### TEXT BLOCK
--- START ---

But why in the world ever? I mean, aside from the utter BRILLIANCE spewing forth from one Emmy-bound Ms. Jane Lynch, who makes Sue Sylvester one of the most hilarious curmudgeons ever seen on TV. Oh, and then there's Brittany, who somehow brings new vistas to the overplayed dumb-blonde stereotype. From a comedic standpoint, the show could rest on the shoulders of these two. But that's not Glee's big raison d'etre, nor is it how it established a name for itself. It's the music.
And so, at the risk of boring my readers with yet another list o' songs that simply must be heard (hey, at least I don't do the "Top 10 Songs To Bludgeon Your Hamster By" stereotypical titles, right? Oh, yeah...guess I do), here we go again. Why's Glee worthy? Here ya go.

--- END ---

### WHAT THIS TASK INVOLVES
In the passage about Glee, what is named as the show's big raison d'etre?

### DATA SECTION

--- START ---

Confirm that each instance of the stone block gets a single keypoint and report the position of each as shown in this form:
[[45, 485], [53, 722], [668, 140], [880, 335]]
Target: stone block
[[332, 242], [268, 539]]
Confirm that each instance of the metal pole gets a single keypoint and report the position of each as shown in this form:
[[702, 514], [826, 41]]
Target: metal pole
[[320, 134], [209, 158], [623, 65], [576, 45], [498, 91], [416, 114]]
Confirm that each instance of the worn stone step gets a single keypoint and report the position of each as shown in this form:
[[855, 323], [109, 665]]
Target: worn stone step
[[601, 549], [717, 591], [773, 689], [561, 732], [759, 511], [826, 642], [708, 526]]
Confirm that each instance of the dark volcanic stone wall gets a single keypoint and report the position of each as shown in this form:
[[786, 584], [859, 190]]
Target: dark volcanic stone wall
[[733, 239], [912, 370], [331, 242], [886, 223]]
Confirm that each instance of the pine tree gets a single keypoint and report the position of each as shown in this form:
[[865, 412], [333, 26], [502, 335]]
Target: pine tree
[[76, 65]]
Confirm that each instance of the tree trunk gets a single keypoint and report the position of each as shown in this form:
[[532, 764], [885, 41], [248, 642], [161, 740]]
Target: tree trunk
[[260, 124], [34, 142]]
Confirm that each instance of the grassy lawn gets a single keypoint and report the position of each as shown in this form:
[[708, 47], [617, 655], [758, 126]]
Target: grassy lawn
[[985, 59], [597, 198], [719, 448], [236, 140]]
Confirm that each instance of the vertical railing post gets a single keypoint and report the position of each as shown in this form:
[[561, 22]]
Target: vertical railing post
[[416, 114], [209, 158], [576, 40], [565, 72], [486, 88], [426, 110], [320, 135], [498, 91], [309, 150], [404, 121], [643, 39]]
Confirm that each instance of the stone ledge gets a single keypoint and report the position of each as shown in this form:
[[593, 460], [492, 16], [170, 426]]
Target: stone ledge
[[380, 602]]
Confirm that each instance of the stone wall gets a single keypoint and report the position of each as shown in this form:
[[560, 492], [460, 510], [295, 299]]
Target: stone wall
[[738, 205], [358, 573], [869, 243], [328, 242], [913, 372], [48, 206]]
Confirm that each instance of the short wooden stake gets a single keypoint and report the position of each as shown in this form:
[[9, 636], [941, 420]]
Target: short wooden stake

--- END ---

### SOLUTION TO THIS PROBLEM
The music.